*REQUEST A*.
Reproduce verbatim the passage of the network architecture article from "General Architecture Concepts" to "was there)… ;-))".

[START PAGE TEXT]

Table Of Content
This write-up will consist of technical concepts, architecture ideas, and lots of opinion. All of which are based on 20 years of building big networks in datacenters. I’ve heard it all, seen it all, and have probably already built it. Some of the opinions in this article may come across as a bit cruel. They’ve been forged over those 2 decades of dealing with folks who don’t actually understand how to build scalable networks properly. Nor do those folks understand what kinds of trouble their requirements may put on the network.
Just bear all that in mind while reading.
General Architecture Concepts
This document will continually refer back to a fairly simple network architecture of: 2 routers and N top-of-rack switches. Each switch is assumed to be uplinked to both routers for redundancy. The vendor Arista calls this “leaf spine”, but it’s a network architecture that’s existed for a lot longer than Arista has existed. They just put a name to it (hint: it was probably invented at one of my former employers (while I was there)… ;-))
Redundant Layer 2: The Scourge of (Network) Scale
Let’s assume for the sake of this document that the word “scale” doesn’t mean, “adding a few more servers to my existing rack.” More like, “adding a bunch more racks full of servers to my existing datacenter.” With that, most competent server and system designers would say that the scourge of scale is the snowflake. A snowflake is a configuration that’s special, different than everything else around it. Snowflakes make it very difficult for server and systems admins to drive large numbers of servers. We’re talking 10s of thousands here, but even hundreds become very challenging with snowflakes. So let’s avoid snowflakes, for both servers and network gear.
The network has another problem child, and that’s the system designers’ insistence on having the same Layer 2 VLAN spanned to multiple switches. They either want the VLANs spanned because they want to have servers in different racks on the same L2 broadcast domain, or they want each server to have NICs attached to two different switches for L2 redundancy.
I call this the, “I wanna pony!” problem. When you say that, imagine the Simpson’s Ralphy character saying it with his squeaky voice.
Figure 1 assumes the former: VLANs being spanned to different racks. The same concepts apply to redundant L2 networks where a server is connected to 2 different switches. The problem: Ethernet and its VLAN spanning technology. In order to provide full redundancy for each switch, both routers must have L2 knowledge of, in our example, VLANs 100 and 200. They would trunk both VLANs down to each switch, and across the link between themselves. The switches would, in turn, trunk both VLANs north towards the routers.
This build allows Server 1 and Server 3 to be on the same L2 broadcast domain. The same applies to Servers 2 and 4.
However, we’ve just built a classic Ethernet loop. Without any safe-guards in place, one simple ARP broadcast will turn into a storm, and the entire network will drop. The CPUs on the participating network gear will all go to 100% and they won’t even respond to serial console logins. The common safe-guard to put in place, of course, is the Spanning Tree Protocol (STP).
The way classic STP works is that, due to weights or preferences, various Ethernet links are put into BLOCK mode. They won’t allow Ethernet frames to traverse them unless something happens in the infrastructure such as a change in preferences, or a cable disconnecting, etc. Given Figure 1, the likely configuration would be to set Router 2 as less preferable, meaning the uplinks from Switch 1 and Switch 2 to Router 2 would be unused in normal, day to day operation.

[END PAGE TEXT]
[START STORED RECORDS]

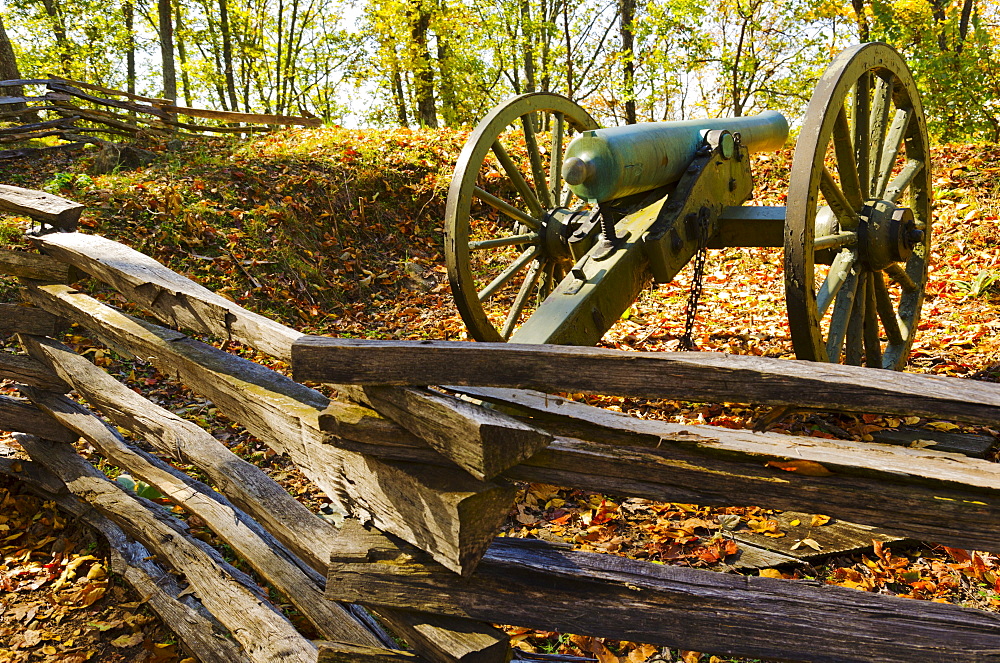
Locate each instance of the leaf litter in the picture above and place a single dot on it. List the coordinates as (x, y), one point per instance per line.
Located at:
(338, 232)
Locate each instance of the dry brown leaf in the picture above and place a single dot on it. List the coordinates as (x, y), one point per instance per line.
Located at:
(642, 653)
(808, 468)
(812, 543)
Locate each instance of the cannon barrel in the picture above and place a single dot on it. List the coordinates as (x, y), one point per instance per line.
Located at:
(605, 164)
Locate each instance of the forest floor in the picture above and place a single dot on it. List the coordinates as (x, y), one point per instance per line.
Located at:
(340, 232)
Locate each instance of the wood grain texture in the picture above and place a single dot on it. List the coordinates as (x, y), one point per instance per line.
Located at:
(40, 206)
(17, 319)
(33, 266)
(691, 376)
(25, 370)
(483, 442)
(268, 557)
(446, 512)
(338, 652)
(230, 595)
(189, 620)
(440, 639)
(252, 118)
(20, 416)
(910, 493)
(171, 297)
(977, 446)
(620, 598)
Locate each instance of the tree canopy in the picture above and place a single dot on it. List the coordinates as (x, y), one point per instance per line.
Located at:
(443, 62)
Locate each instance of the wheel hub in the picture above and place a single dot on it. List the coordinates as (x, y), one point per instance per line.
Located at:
(887, 234)
(558, 226)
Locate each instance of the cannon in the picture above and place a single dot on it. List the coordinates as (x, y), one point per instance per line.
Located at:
(558, 256)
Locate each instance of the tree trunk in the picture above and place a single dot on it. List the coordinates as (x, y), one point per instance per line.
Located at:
(227, 52)
(423, 74)
(128, 14)
(449, 104)
(864, 32)
(182, 56)
(166, 26)
(569, 50)
(398, 96)
(527, 46)
(9, 71)
(627, 15)
(963, 24)
(59, 30)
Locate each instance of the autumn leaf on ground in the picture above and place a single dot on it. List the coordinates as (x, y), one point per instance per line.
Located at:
(812, 543)
(808, 468)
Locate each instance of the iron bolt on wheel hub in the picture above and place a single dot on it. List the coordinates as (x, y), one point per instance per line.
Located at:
(886, 234)
(858, 220)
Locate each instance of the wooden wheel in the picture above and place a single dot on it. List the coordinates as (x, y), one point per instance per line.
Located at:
(505, 237)
(858, 217)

[END STORED RECORDS]

*REQUEST B*.
Output the lines of the entries as a numbered list, from the line with "Locate each instance of the wooden" through the final line of the entries, skipping any blank lines.

*COMPLETE ANSWER A*.
General Architecture Concepts
This document will continually refer back to a fairly simple network architecture of: 2 routers and N top-of-rack switches. Each switch is assumed to be uplinked to both routers for redundancy. The vendor Arista calls this “leaf spine”, but it’s a network architecture that’s existed for a lot longer than Arista has existed. They just put a name to it (hint: it was probably invented at one of my former employers (while I was there)… ;-))

*COMPLETE ANSWER B*.
1. Locate each instance of the wooden wheel in the picture above and place a single dot on it. List the coordinates as (x, y), one point per instance per line.
2. Located at:
3. (505, 237)
4. (858, 217)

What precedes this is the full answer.